594 F.3d 1251 (10th Cir. 2010), 07-4158, United States v. Porter
|Citation:||594 F.3d 1251|
|Opinion Judge:||O'BRIEN, Circuit Judge.|
|Party Name:||UNITED STATES of America, Plaintiff-Appellee, v. Joseph Fleming PORTER, Defendant-Appellant.|
|Attorney:||Diana Hagen, Assistant United States Attorney (Brett L. Toman, United States Attorney, on the briefs), Salt Lake City, UT, for Plaintiff-Appellant. Bretta Pirie, Assistant Federal Public Defender (Steven B. Killpack, Federal Public Defender and Scott Keith Wilson, Assistant Federal Public Defende...|
|Judge Panel:||Before O'BRIEN, TYMKOVICH, and HOLMES, Circuit Judges.|
|Case Date:||February 09, 2010|
|Court:||United States Courts of Appeals, Court of Appeals for the Tenth Circuit|
[Copyrighted Material Omitted]
Police officers searched Joseph Porter's home without a warrant while responding to a 911 call stating he had pointed a gun at the female caller while she was visiting his home. We must determine whether, under Michigan v. Fisher, __ U.S. __, 130 S.Ct. 546, __ L.Ed.2d __ (2009) (per curiam), 1 the police officers' entry was justified by a reasonable belief that an occupant of the home was in danger. Id. at 549. We AFFIRM the denial of Porter's motion to suppress.
At approximately 1:30 p.m. on February 15, 2006, the Salt Lake City, Utah, Police Department received a 911 call from Kenya Fox. The dispatch report indicates Fox stated:
• A man named Porter had threatened her with a .38 caliber firearm;
• The man had been drinking;
• Another woman named Teresa had taken the weapon from Porter and placed it in a front bedroom of the home;
• Porter and Teresa had recently been released from prison;
• Porter had been imprisoned for murder;
• Fox had left the house to pick up her son but would return in a silver van to meet police officers.

==============================

■ **Task requirements**
A: Name every circuit judge listed on the panel in the court opinion.
B: According to the court opinion, when did the Salt Lake City Police Department receive the 911 call from Kenya Fox?
C: Write a continuation of the court opinion, starting right after its final sentence.
The entries aren't needed for any of this work.

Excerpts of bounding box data

==============================

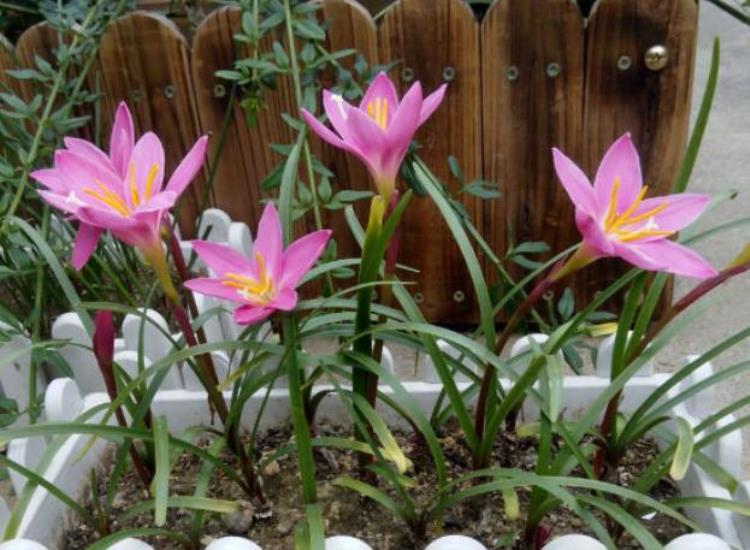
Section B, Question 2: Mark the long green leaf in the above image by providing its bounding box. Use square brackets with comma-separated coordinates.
[669, 417, 695, 481]
[153, 416, 172, 527]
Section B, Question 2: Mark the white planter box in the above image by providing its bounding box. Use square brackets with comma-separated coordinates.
[0, 334, 750, 550]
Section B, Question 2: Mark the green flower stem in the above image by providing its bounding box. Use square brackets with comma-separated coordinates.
[282, 313, 317, 505]
[148, 244, 266, 503]
[474, 247, 593, 468]
[594, 261, 750, 477]
[352, 195, 385, 441]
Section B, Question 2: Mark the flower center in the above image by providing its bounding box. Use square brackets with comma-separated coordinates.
[83, 162, 159, 218]
[603, 178, 674, 243]
[221, 252, 276, 306]
[128, 162, 159, 206]
[83, 180, 132, 218]
[367, 97, 388, 130]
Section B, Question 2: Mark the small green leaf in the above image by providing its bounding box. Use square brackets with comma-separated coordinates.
[669, 417, 695, 481]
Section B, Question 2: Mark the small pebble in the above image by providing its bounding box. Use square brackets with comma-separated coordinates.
[221, 500, 255, 535]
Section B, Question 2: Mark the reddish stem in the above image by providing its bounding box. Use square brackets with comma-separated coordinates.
[93, 310, 152, 492]
[594, 262, 750, 479]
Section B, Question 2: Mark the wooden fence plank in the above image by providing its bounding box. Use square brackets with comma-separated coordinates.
[192, 8, 296, 233]
[312, 0, 379, 257]
[482, 0, 585, 298]
[0, 34, 19, 94]
[99, 12, 207, 235]
[583, 0, 698, 295]
[378, 0, 482, 322]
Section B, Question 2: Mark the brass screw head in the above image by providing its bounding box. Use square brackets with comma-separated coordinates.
[643, 44, 669, 71]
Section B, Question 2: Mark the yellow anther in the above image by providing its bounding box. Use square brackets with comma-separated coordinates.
[83, 181, 131, 216]
[221, 252, 275, 305]
[604, 178, 674, 242]
[367, 97, 388, 130]
[143, 163, 159, 201]
[128, 162, 139, 206]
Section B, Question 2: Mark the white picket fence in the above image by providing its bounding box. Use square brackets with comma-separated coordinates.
[0, 209, 750, 550]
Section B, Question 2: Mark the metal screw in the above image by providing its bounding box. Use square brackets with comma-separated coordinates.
[443, 65, 456, 82]
[214, 84, 227, 98]
[643, 44, 669, 71]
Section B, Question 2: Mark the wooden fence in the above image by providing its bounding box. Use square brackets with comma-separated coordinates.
[0, 0, 697, 322]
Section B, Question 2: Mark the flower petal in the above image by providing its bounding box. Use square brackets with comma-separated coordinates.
[253, 202, 284, 281]
[190, 241, 252, 277]
[419, 84, 448, 126]
[383, 82, 422, 173]
[552, 147, 599, 219]
[323, 90, 359, 141]
[109, 101, 135, 177]
[123, 132, 165, 206]
[359, 71, 399, 121]
[301, 109, 349, 150]
[280, 229, 331, 288]
[63, 137, 117, 173]
[615, 239, 716, 279]
[267, 288, 297, 311]
[166, 136, 208, 197]
[38, 190, 80, 215]
[575, 208, 614, 256]
[594, 133, 643, 215]
[185, 277, 245, 304]
[29, 168, 68, 194]
[234, 305, 274, 325]
[633, 193, 711, 231]
[71, 223, 102, 270]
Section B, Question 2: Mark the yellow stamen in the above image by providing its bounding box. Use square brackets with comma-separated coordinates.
[367, 97, 388, 130]
[143, 163, 159, 201]
[128, 162, 139, 206]
[221, 252, 275, 305]
[83, 181, 131, 216]
[604, 178, 620, 229]
[603, 178, 674, 242]
[616, 229, 674, 243]
[610, 185, 648, 229]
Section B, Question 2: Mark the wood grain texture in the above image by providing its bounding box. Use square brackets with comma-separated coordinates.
[192, 8, 297, 232]
[99, 12, 207, 235]
[582, 0, 698, 296]
[16, 22, 58, 101]
[0, 34, 19, 94]
[482, 0, 585, 298]
[378, 0, 482, 323]
[320, 0, 379, 257]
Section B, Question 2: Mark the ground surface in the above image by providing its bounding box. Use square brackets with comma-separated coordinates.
[660, 2, 750, 478]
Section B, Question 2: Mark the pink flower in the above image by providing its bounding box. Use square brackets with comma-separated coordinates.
[31, 102, 208, 269]
[552, 134, 716, 278]
[302, 73, 445, 202]
[185, 203, 331, 325]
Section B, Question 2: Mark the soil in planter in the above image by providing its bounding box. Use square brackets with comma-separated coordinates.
[61, 425, 689, 550]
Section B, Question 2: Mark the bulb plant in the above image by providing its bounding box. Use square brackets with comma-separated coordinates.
[0, 0, 750, 550]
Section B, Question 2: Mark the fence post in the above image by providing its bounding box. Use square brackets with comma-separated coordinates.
[378, 0, 482, 323]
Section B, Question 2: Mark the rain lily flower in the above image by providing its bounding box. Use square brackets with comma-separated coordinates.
[302, 72, 446, 203]
[31, 102, 208, 269]
[185, 203, 331, 325]
[553, 134, 716, 279]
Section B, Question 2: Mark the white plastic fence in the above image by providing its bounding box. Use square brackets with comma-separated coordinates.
[0, 209, 750, 550]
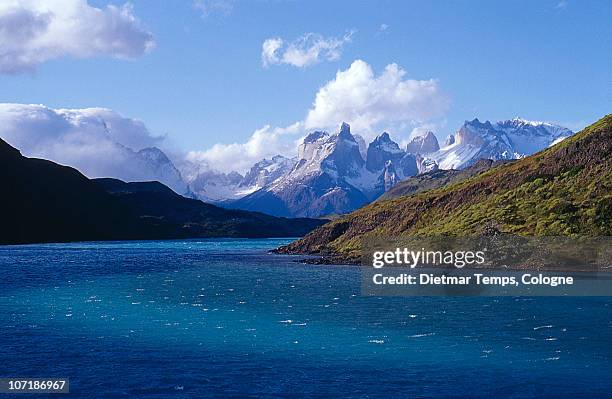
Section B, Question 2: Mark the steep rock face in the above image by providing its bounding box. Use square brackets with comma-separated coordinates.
[200, 119, 571, 216]
[279, 115, 612, 261]
[415, 155, 440, 174]
[366, 132, 404, 172]
[0, 135, 324, 244]
[189, 169, 243, 203]
[238, 155, 297, 191]
[406, 132, 440, 155]
[231, 123, 368, 216]
[136, 147, 193, 197]
[428, 118, 573, 169]
[444, 134, 455, 147]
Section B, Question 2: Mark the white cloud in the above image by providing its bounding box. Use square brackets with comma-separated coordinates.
[187, 122, 301, 173]
[192, 59, 449, 172]
[193, 0, 234, 18]
[0, 0, 155, 73]
[0, 104, 186, 193]
[304, 60, 449, 133]
[261, 31, 353, 68]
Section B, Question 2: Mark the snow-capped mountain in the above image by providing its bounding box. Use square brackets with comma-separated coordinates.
[184, 118, 572, 217]
[231, 123, 418, 217]
[238, 155, 297, 192]
[425, 118, 573, 169]
[183, 155, 297, 203]
[406, 132, 440, 155]
[136, 147, 193, 197]
[231, 123, 368, 216]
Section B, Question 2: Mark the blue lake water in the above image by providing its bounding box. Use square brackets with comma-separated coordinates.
[0, 240, 612, 398]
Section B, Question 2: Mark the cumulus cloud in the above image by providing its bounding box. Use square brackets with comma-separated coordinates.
[0, 0, 155, 73]
[187, 122, 301, 172]
[193, 0, 234, 18]
[188, 59, 449, 172]
[261, 31, 353, 68]
[0, 104, 187, 193]
[304, 60, 449, 132]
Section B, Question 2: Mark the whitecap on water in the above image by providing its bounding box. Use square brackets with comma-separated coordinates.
[410, 333, 436, 338]
[533, 324, 554, 331]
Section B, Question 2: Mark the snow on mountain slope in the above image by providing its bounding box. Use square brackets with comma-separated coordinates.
[428, 118, 573, 169]
[191, 118, 572, 217]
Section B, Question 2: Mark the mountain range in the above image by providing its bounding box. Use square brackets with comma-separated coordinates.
[0, 140, 325, 244]
[3, 111, 572, 217]
[212, 118, 573, 217]
[279, 114, 612, 262]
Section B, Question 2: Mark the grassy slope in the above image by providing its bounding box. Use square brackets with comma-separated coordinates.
[280, 114, 612, 259]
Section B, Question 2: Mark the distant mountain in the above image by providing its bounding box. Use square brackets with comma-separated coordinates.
[0, 140, 325, 244]
[423, 118, 573, 169]
[377, 159, 510, 201]
[221, 118, 572, 217]
[135, 147, 194, 197]
[279, 115, 612, 261]
[93, 179, 325, 238]
[406, 132, 440, 154]
[230, 124, 371, 217]
[0, 140, 152, 244]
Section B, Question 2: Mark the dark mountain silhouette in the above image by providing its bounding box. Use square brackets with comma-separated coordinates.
[0, 140, 324, 244]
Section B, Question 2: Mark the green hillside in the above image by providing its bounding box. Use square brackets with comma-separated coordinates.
[279, 114, 612, 260]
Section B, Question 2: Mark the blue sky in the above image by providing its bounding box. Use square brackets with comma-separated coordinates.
[0, 0, 612, 159]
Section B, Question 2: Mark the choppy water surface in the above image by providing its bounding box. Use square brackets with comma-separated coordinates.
[0, 240, 612, 398]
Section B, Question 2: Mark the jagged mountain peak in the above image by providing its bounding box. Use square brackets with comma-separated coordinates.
[338, 122, 353, 138]
[406, 131, 440, 154]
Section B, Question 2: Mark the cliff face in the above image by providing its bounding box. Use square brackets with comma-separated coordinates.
[279, 115, 612, 260]
[0, 140, 325, 244]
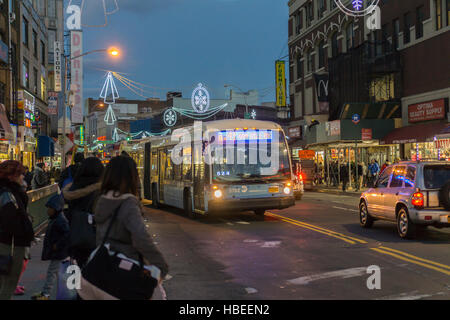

==============================

■ **Final results**
A: O'Brien, Tymkovich, and Holmes.

B: At approximately 1:30 p.m. on February 15, 2006.

C:
Dispatch relayed this information to police officers in the area, using both radio and a mobile data terminal. Dispatch also reported Fox had called back but her cell phone died and there were no further details. The next report revealed no outstanding warrants were found on the suspect. According to Officer Irvine, one of two officers testifying at the evidentiary hearing, he arrived at the residence approximately six minutes after the first dispatch call. As a sixteen-year veteran of the Salt Lake City Police Department, Irvine knew of Fox and Porter from earlier encounters. Irvine had responded to Porter's address " two or three times" before this call.2 (R. Vol. II at 13.) One contact with Porter occurred approximately six months earlier during Irvine's investigation of a complaint that Porter had used a baseball bat to break a window. Irvine remembered that contact because Porter was particularly belligerent. Irvine also knew Porter " had been in prison at some time for something." ( Id. at 14.) Irvine testified Fox had a reputation as someone who " runs in some rough circles" and " gets into trouble a lot." ( Id. at 33.) The neighborhood itself was " notorious" for its high drug traffic and other criminal activity, such as assaults. ( Id. at 15.)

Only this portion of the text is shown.